* **Your task**
Continue the passage about bee colonies collapsing from mites, starting right after its last sentence.

* **Provided text**

Not only do the large ones fail, but they fail fast. Some say that a large colony can collapse within a week. This “here today, gone tomorrow” aspect is what leads beekeepers to think their hive absconded.
Oddly enough, sometimes smaller colonies do better against mites. Their smallness may have been caused by swarming, queen supersedure, or splitting, all of which produces a brood break sometime in the season, which means less brood was raised and fewer mites were produced.
Colonies that have collapsed from mites often leave behind honey, sometimes large amounts. This is especially obvious when the colonies collapse during cold months when predators are less likely to clean out the combs.
Colonies that collapsed from mites often leave behind some brood. This occurs because life in the hive was preceding normally until a large influx of mites took them down. Because it happens so fast, it can easily occur within the 21-day brood cycle. The result is a patch of brood in an otherwise empty hive.
The queen may be missing for a number of reasons. She may have been infected with viruses and died, or she may have starved, or she may have died of exposure because her work force is gone. Her body may have been removed from the hive or she could have fallen into the hive debris. A dead and shriveled queen is hard to spot in a pile of bee bodies.
Where the bees go has always puzzled me, but there have been many observations:
In the beginning, the live bees drag out as many bodies as possible. This is more obvious in poor weather when they leave them just outside the door. During warmer or drier days, they will fly them further away so the dead go unnoticed.

Dataset entries
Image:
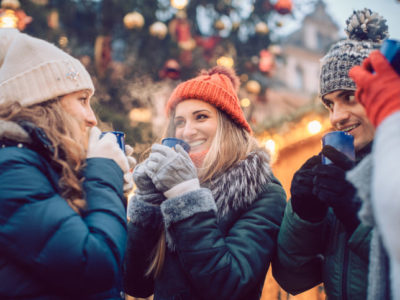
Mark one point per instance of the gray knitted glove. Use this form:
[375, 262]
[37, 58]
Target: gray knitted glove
[172, 172]
[146, 191]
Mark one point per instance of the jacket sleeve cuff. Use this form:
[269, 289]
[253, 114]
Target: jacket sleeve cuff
[187, 205]
[182, 188]
[143, 214]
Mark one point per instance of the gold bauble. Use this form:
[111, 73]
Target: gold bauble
[219, 25]
[158, 29]
[262, 28]
[133, 20]
[12, 4]
[253, 87]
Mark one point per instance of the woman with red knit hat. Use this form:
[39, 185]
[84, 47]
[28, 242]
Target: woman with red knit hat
[203, 224]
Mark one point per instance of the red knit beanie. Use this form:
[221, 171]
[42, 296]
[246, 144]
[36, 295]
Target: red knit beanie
[216, 86]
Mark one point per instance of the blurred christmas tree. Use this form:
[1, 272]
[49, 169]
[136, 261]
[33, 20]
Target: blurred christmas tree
[137, 50]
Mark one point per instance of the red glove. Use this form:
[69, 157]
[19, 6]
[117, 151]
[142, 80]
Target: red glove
[378, 92]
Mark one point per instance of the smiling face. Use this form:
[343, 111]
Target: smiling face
[196, 123]
[346, 114]
[78, 105]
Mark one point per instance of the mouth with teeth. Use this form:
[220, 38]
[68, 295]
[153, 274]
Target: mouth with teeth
[350, 128]
[196, 143]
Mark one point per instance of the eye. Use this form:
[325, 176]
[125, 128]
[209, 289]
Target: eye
[179, 123]
[201, 117]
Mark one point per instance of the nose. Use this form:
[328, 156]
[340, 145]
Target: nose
[339, 115]
[90, 118]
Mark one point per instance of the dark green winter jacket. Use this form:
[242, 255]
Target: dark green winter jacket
[220, 239]
[311, 253]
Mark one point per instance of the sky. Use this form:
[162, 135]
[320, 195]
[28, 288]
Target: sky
[340, 10]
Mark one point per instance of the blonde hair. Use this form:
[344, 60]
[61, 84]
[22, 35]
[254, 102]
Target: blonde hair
[230, 145]
[64, 133]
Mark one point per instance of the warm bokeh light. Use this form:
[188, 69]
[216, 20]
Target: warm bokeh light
[225, 61]
[179, 4]
[314, 127]
[245, 102]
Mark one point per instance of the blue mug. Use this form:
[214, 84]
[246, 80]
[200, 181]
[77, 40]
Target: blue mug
[391, 50]
[172, 142]
[340, 140]
[120, 138]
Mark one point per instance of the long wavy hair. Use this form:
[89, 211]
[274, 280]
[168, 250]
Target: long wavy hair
[230, 145]
[65, 135]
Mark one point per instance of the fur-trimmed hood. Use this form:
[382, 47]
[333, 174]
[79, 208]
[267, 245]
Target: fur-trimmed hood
[239, 186]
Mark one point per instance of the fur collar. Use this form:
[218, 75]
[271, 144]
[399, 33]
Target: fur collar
[240, 185]
[14, 132]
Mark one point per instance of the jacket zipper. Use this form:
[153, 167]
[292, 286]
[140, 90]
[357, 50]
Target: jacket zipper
[345, 269]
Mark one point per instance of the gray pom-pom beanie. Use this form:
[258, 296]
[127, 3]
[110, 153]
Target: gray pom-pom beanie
[365, 30]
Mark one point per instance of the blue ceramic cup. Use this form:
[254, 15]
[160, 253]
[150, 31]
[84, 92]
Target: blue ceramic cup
[172, 142]
[120, 138]
[340, 140]
[391, 50]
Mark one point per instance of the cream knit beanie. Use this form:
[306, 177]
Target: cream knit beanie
[34, 71]
[366, 30]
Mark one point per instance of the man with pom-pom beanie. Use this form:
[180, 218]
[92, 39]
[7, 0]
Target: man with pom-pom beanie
[321, 239]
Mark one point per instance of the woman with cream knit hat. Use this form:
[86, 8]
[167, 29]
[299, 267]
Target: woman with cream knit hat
[62, 213]
[203, 224]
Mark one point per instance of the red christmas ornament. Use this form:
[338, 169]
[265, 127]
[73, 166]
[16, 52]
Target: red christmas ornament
[283, 6]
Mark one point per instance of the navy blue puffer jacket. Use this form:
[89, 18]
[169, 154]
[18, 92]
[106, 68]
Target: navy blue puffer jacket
[47, 250]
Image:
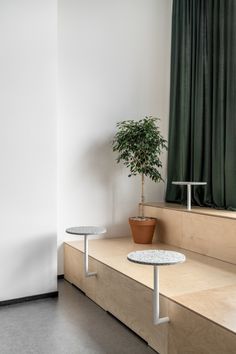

* **Output of the exercise**
Sick bees will often fly out and die for the good of the colony. Many people have observed this behavior. On cursory inspection, the dying bees look fine, but they are not.
When the hive is sufficiently weakened, predators and scavengers may move in. This can give the appearance that they are the cause of the problem when, if fact, they are the result of it.
Sometimes bees have been seen to “abscond” but not in a coordinated way. Instead, individuals may flee from the colony and take up residence in a nearby hive. This drifting spreads mites to other colonies.
I don’t know why beekeepers are unwilling to believe or admit their bees died of mites. If I suggest any other cause of death, they are likely to accept it—or at least consider it. But mention mites, and the answer is usually a resounding “No way!” A stigma associated with mites suggests that you are somehow lacking in ability as a beekeeper if you lose a battle with Varroa mites.
Another common misconception is that mites are easily visible by the beekeeper. In fact, mites make a point of hiding from view. They spend a lot of time beneath capped brood cells and are rarely seen on adult bees. Even if phoretic mites are present on the adults, they can can remain partially concealed between segments.
Whatever the reason for dismissing the mite problem, it’s sad because by denying the evidence we preclude an opportunity to learn and improve. Like most conundrums, the more you know, the more successful you will be.
What to look for
I would prefer you didn’t take my word for it, but do a postmortem on the hive that you suspected of absconding. The first clues to death by Varroa are listed above, that is, a suddenly empty hive that still contains honey and a patch of brood. But if you want more evidence, here are some other things to look for:
Look for guanine deposits inside the brood cells. These are white, crystalline patches that adhere to the top of the cell. Randy Oliver at Scientific Beekeeping has a nice description.
If there is capped brood, open the cells, pull out the pupae and look for varroa mites.
Sift through the debris on the bottom board and search for dead mites.
While honey bees will abscond on occasion, it is rare, especially in races of the European honey bee such as Apis mellifera ligustica and A.m.carnica. Before chalking up your lost colony to something that rarely happens, do a thorough postmortem on your empty hive and keep an open mind.